• _Challenges_:
- A) Copy the Van Halen article starting with "Little did bassist" and going on through "in since 1974.", with "bassist" renamed "bass player".
- B) Answer these from the Van Halen article:
(i) In what year did Sammy Hagar step in for Roth as Van Halen's singer?
(ii) Which Hagar solo hit rose to #13 on the Hot 100 chart?
(iii) Which two venues did Montrose headline?

• _Extracted text_:
--*--
Behind the scenes, however, during the 1984 tour, jealousy and personality clashes, issues that had dogged the band for years, were tearing Van Halen apart. Eddie could no longer stomach Roth's spotlighting-hogging ego, while Roth was becoming increasingly irritated by Eddie's substance abuse and moonlighting without the band's approval. Furthermore, there were creative differences, Roth becoming more insistent upon moving toward more of a pop-oriented sound, as opposed to Eddie's desire for increased musical complexity. There are two sides to every story, says the old saw, and the backbiting and accusations that have flown back and forth regarding Roth's departure are rivaled only by the litigious slings and arrows of the Mark Zuckerberg-versus-the Winklevoss twins Facebook saga.

Little did bassist Michael Anthony know then that a similar drama would play out when Roth's replacement, Sammy Hagar, was booted from Van Halen in 1996, before Anthony himself, in the mid-2000s, was exiled from the band he'd been in since 1974.

"In the latter days of Van Halen, before I was out of the band, you almost start to lose perspective on why we're doing this in the first place, because Van Halen became a pretty well-oiled machine - touring and everything, and of course, it all becomes big business and whatever," said Anthony. "It almost got to the point where we never got into the studio to really jam, like we do in Chickenfoot [the band he's in now with Hagar, Red Hot Chili Peppers' drummer Chad Smith and guitarist extraordinaire Joe Satriani]."

Chance of a lifetime

Things weren't always that way with what many refer - sarcastically or affectionately - to as the "Van Hagar" years. When Sammy Hagar entered the picture, stepping in for Roth as Van Halen's singer and rhythm guitarist in 1985, his arrival was a breath of fresh air. Introduced by a mechanic, of all people, sports car lovers Hagger and Eddie initially hit it off. But, before this fortunate happenstance, Van Halen had been foundering in its search for a new lead vocalist. As the story goes, Patty Smyth of Scandal was offered the role, but she nixed the idea. Jimmy Barnes was considered, too, but nothing ever came of it. Haggar, as it turned out, was the ideal replacement, even if news of his enlistment wasn't greeted with cheers and toasts from everyone.

For Haggar, joining Van Halen was the chance of a lifetime. Though he'd had solo hits, including the ubiquitous "I Can't Drive 55" in, of all years, 1984, and AOR staples such as "There's Only One Way to Rock," "Three Lock Box" and 1982's "Your Love is Driving Me Crazy," which rose all the way to #13 on the Hot 100 chart, Van Halen was playing in a different league. And after the trials and tribulations the Red Rocker experienced earlier in his career with Montrose, Haggar was grateful for the reception he received in Van Halen.

"Montrose ... Montrose wasn't that much fun," admits Hagar. "You know, we were fun, but we were poor on our ass and we bombed at practically every show we played. (laughs) We got booed ... oh yes. I mean, we headlined Winterland in San Francisco, and we headlined Paris at the Olympia Theater - the only two cities in the world where Montrose was the headline act. The rest of the time, we were an opening act, and we got booed off whenever we opened for anybody. It was like, 'F**k. Why doesn't anyone like us?' (laughs) And then we went on to sell, over the years, four million albums of that first [Montrose] record and we never even made the Top 200. It was never even on the charts. So, you know, that wasn't that much fun (laughs). It was like being in the f**king infantry, on the front lines the whole time, you know (laughs)."
--*--
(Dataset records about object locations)
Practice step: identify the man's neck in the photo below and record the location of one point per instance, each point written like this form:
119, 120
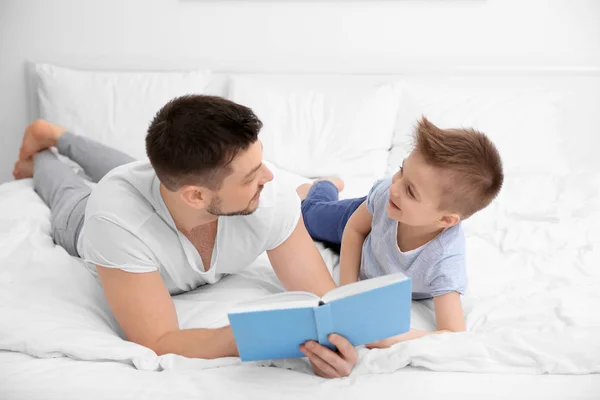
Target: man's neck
413, 237
186, 218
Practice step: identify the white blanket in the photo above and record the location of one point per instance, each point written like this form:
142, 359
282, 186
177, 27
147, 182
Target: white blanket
531, 308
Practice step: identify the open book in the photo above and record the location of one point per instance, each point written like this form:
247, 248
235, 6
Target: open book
275, 326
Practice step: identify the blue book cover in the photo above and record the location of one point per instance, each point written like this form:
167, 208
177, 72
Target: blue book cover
366, 311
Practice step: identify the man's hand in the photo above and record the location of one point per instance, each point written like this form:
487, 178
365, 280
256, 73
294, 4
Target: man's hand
327, 363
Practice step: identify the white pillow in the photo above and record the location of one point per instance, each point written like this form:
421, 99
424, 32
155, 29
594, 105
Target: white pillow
114, 108
524, 125
329, 130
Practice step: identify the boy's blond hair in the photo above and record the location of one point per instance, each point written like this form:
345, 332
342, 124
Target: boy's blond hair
473, 163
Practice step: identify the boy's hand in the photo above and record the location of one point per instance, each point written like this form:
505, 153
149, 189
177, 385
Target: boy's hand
327, 363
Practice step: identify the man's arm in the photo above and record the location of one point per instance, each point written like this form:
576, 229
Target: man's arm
449, 317
145, 311
355, 232
299, 265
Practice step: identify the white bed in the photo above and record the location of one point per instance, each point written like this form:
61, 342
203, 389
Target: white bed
533, 329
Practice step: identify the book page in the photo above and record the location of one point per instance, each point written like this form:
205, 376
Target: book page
279, 301
362, 286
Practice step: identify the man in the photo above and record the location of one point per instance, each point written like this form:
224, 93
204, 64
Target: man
203, 206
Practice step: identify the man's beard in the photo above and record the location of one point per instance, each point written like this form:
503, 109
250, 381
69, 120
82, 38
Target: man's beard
214, 208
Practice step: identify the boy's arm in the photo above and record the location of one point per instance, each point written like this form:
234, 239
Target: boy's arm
355, 232
449, 317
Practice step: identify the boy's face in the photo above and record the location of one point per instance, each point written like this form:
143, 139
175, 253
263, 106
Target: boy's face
415, 195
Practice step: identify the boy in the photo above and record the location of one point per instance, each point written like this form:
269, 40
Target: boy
412, 222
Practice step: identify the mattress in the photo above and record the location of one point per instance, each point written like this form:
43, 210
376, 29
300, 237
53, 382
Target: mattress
532, 329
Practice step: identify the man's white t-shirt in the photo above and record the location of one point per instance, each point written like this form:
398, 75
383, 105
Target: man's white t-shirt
128, 226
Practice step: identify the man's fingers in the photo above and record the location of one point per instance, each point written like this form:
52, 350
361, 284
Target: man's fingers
341, 366
346, 349
320, 367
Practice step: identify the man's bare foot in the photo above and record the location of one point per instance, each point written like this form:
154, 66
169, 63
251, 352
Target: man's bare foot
39, 136
23, 169
302, 190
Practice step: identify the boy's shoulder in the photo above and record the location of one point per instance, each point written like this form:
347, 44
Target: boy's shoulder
379, 193
451, 242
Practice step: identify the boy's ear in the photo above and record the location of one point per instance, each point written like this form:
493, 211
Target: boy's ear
449, 220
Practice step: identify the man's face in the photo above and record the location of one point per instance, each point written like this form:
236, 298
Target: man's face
415, 193
240, 192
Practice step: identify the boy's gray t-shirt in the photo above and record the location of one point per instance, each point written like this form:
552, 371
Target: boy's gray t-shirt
436, 268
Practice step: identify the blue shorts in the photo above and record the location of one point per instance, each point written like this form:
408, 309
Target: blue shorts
325, 216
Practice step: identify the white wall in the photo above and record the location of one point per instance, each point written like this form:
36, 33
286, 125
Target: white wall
287, 36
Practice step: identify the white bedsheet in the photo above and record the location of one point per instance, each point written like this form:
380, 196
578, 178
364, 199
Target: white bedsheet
531, 308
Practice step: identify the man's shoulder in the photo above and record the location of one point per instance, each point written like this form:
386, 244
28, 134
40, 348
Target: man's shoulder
125, 192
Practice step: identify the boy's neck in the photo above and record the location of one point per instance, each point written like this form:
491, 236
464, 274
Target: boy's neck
413, 237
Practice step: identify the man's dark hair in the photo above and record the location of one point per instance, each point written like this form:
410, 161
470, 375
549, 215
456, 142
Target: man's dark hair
193, 139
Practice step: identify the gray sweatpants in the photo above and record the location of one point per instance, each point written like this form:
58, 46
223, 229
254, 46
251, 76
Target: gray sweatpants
65, 192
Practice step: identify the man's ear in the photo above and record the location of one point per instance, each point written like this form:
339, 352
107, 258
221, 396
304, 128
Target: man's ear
449, 220
197, 197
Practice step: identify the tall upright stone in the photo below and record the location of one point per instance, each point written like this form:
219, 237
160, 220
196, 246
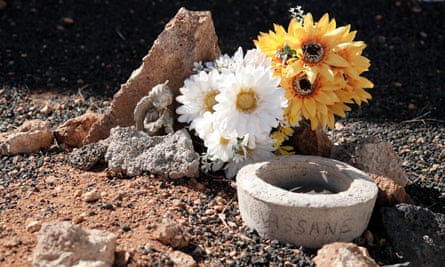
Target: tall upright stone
189, 37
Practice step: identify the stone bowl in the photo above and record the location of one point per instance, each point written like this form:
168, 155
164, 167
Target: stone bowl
305, 200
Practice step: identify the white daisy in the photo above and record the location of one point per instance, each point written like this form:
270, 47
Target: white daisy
252, 149
250, 101
198, 96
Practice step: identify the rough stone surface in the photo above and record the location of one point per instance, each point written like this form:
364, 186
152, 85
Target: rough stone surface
88, 156
73, 131
61, 244
374, 157
191, 35
390, 193
269, 204
30, 137
343, 254
180, 258
172, 234
134, 152
416, 233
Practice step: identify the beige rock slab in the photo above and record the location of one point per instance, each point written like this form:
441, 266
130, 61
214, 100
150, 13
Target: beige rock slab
189, 37
30, 137
73, 131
--*--
• _Task-by-task results_:
- A)
Little did bass player Michael Anthony know then that a similar drama would play out when Roth's replacement, Sammy Hagar, was booted from Van Halen in 1996, before Anthony himself, in the mid-2000s, was exiled from the band he'd been in since 1974.

- B)
(i) 1985
(ii) "Your Love is Driving Me Crazy"
(iii) Winterland in San Francisco and the Olympia Theater in Paris